= Recorded data =
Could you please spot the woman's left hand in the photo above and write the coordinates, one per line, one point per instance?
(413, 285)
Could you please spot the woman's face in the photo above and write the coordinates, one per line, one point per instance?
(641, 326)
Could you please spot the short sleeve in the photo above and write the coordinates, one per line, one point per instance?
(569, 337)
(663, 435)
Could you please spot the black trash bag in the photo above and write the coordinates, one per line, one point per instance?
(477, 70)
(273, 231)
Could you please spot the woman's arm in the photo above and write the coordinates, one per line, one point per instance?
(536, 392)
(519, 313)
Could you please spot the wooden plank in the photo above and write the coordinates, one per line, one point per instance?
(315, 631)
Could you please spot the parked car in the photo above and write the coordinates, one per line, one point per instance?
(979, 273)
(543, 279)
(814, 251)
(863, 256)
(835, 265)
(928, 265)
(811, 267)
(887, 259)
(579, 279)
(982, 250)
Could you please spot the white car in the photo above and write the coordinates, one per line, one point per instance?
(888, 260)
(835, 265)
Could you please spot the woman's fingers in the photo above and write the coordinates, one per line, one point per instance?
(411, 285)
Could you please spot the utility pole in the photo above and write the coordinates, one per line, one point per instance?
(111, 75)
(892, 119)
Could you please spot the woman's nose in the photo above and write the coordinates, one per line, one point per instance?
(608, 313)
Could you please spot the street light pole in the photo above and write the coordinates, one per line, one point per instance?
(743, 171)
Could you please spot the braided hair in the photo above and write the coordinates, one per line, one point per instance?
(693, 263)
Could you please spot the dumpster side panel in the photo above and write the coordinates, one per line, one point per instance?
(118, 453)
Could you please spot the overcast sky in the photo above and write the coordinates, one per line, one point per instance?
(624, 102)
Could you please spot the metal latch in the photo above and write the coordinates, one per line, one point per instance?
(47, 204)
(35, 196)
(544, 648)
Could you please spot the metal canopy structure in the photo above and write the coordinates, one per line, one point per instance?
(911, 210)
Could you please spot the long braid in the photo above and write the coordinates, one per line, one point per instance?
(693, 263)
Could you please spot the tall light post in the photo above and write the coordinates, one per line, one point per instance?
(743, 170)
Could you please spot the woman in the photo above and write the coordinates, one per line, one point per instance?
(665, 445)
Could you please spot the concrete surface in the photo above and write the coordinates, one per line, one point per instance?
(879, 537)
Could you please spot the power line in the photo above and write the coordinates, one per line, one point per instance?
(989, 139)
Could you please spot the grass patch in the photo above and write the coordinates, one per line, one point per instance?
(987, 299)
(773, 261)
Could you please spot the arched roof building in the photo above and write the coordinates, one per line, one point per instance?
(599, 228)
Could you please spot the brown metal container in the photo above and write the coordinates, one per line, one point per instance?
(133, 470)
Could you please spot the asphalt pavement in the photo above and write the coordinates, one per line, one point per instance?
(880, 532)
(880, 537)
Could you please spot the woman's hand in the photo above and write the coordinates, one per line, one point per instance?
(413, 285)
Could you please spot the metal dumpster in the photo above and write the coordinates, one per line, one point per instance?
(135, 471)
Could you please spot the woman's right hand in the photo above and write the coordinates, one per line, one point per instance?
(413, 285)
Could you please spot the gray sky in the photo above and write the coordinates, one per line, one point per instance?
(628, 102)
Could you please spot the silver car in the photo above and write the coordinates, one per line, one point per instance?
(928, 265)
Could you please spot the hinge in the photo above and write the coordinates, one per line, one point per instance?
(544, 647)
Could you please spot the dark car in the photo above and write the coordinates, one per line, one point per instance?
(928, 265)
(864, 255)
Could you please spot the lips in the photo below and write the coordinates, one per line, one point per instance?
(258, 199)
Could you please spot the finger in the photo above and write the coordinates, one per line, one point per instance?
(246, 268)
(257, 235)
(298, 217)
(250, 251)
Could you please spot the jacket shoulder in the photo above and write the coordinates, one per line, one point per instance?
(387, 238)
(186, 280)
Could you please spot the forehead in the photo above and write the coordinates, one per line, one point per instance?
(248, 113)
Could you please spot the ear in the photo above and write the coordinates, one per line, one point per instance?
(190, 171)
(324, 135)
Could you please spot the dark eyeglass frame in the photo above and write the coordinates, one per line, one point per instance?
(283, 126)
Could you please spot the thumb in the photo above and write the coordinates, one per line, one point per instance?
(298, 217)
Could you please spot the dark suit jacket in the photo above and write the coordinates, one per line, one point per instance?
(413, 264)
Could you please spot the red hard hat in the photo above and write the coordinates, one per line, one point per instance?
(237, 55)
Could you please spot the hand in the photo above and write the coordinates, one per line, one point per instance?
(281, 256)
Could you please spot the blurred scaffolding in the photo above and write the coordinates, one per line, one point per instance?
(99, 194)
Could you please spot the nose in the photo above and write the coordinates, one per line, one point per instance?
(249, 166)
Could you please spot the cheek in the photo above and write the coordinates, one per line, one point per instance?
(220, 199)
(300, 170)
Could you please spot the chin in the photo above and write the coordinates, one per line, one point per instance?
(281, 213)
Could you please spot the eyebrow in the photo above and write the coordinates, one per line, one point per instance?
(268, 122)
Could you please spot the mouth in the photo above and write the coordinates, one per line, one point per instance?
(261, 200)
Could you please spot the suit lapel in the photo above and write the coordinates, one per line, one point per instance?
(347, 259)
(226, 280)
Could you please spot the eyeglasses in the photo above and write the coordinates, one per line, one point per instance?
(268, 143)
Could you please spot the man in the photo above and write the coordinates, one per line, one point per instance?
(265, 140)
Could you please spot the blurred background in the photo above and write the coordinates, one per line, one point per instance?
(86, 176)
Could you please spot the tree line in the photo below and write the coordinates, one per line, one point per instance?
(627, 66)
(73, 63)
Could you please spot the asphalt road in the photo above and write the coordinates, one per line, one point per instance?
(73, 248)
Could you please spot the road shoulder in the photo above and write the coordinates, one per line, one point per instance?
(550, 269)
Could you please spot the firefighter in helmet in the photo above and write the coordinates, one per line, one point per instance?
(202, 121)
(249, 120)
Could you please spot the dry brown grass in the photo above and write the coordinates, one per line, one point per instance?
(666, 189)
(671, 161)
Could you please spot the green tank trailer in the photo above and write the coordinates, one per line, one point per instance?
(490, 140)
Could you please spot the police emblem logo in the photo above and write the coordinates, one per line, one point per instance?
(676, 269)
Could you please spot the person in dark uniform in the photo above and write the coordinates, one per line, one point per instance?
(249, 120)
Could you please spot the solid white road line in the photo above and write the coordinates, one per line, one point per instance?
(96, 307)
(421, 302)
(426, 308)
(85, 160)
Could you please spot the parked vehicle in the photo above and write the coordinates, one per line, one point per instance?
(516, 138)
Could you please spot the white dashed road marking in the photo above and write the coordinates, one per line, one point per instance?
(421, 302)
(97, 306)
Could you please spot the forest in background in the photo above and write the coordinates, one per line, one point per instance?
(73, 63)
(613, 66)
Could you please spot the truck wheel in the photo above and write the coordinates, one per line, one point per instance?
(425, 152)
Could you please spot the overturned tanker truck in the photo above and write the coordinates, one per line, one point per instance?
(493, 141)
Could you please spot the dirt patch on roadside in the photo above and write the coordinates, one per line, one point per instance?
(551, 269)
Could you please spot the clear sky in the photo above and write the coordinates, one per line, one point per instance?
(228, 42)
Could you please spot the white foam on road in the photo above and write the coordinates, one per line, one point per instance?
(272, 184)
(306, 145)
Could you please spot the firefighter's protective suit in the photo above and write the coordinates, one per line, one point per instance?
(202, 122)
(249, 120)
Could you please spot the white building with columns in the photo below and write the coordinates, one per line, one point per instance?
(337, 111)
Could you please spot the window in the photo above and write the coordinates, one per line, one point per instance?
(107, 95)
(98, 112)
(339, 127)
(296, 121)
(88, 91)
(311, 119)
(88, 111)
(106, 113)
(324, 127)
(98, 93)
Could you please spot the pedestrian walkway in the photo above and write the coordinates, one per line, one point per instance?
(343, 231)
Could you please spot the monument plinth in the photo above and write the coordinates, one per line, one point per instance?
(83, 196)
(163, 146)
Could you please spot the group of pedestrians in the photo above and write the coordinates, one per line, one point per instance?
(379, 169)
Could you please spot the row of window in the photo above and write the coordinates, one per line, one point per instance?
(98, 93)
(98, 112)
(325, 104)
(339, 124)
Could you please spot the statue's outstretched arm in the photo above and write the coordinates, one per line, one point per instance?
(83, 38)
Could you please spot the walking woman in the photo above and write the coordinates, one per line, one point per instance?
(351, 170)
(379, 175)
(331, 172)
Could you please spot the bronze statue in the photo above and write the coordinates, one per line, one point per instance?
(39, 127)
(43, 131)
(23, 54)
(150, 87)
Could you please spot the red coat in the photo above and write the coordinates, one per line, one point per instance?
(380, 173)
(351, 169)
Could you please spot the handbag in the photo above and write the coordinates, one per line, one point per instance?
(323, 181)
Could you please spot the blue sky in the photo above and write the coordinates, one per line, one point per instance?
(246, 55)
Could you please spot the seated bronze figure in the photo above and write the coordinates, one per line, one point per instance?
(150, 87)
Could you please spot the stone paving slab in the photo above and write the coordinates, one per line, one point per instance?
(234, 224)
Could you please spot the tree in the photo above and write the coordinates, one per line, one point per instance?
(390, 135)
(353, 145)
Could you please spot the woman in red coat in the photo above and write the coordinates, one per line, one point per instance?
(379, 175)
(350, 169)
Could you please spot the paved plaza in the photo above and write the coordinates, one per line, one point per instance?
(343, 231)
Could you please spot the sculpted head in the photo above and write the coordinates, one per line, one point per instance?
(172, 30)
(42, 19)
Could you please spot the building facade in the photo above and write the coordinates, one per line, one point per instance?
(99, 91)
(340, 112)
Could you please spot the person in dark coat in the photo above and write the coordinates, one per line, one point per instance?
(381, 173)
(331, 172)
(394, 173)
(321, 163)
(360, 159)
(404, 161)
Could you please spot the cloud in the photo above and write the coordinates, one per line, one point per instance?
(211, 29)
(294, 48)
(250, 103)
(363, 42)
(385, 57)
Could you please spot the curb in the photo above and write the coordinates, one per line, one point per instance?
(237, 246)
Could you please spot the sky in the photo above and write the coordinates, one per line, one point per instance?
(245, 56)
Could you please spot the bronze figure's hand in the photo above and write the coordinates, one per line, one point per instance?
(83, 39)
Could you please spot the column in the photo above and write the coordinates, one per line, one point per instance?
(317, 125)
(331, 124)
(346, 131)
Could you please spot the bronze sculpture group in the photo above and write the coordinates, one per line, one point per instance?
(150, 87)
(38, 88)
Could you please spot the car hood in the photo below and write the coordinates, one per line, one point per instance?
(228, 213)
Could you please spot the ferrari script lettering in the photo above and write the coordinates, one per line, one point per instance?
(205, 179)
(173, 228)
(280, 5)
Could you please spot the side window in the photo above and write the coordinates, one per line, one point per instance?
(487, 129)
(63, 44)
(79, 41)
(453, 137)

= What is being asked =
Give back exactly the lines from the one containing "Could you please spot the bronze figure's" to the end of the material, both ends included.

= Written reply =
Could you please spot the bronze figure's hand in the photo above and write the coordinates, one per line, one point per instance?
(83, 39)
Could you please spot the column in the photo above and write the coordinates, one per line, one point per instance?
(317, 125)
(331, 124)
(346, 131)
Could you please spot the bronze sculpture group in the photo above and write the coordinates, one per line, one point per instance?
(150, 87)
(38, 88)
Could you please spot the car hood in the photo below and write the coordinates, one per line, one point per instance?
(228, 213)
Could you please spot the ferrari script lettering in the photo above and write the coordinates, one per line, one point per instance?
(205, 179)
(173, 228)
(280, 5)
Could you please spot the side window in the photo above and write the coordinates, one per line, one point per instance?
(487, 129)
(63, 44)
(79, 41)
(453, 137)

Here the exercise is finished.